━━━ Dataset records
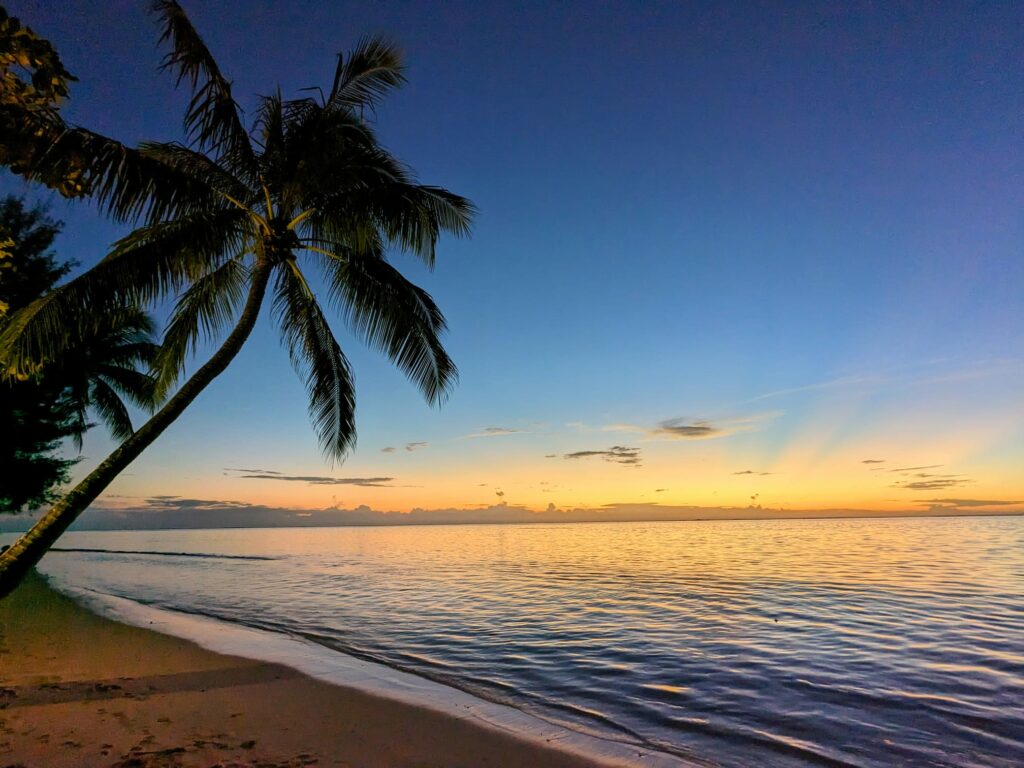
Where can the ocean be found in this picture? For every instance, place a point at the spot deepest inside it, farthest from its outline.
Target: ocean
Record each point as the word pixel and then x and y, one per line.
pixel 853 642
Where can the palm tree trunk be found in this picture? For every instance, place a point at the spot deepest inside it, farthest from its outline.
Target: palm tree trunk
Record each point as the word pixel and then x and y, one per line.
pixel 28 551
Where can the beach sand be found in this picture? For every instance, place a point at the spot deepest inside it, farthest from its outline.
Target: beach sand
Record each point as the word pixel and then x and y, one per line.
pixel 77 689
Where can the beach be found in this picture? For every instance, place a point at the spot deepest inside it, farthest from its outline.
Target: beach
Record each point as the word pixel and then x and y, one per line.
pixel 78 689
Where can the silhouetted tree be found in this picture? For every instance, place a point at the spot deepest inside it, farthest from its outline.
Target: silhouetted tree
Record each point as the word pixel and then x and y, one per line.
pixel 235 213
pixel 50 401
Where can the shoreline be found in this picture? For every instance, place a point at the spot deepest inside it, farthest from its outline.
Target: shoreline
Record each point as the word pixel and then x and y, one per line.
pixel 85 685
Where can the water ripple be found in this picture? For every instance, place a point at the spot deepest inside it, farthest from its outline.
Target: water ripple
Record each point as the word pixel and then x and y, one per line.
━━━━━━
* Exercise *
Pick out the lines above that hold the string "silhouetted" and show them.

* Answer section *
Where can the silhouetted tree be found in this picture? For every instance, place a point at the spot deepest inside it, farthest from its outline.
Target: silhouetted tree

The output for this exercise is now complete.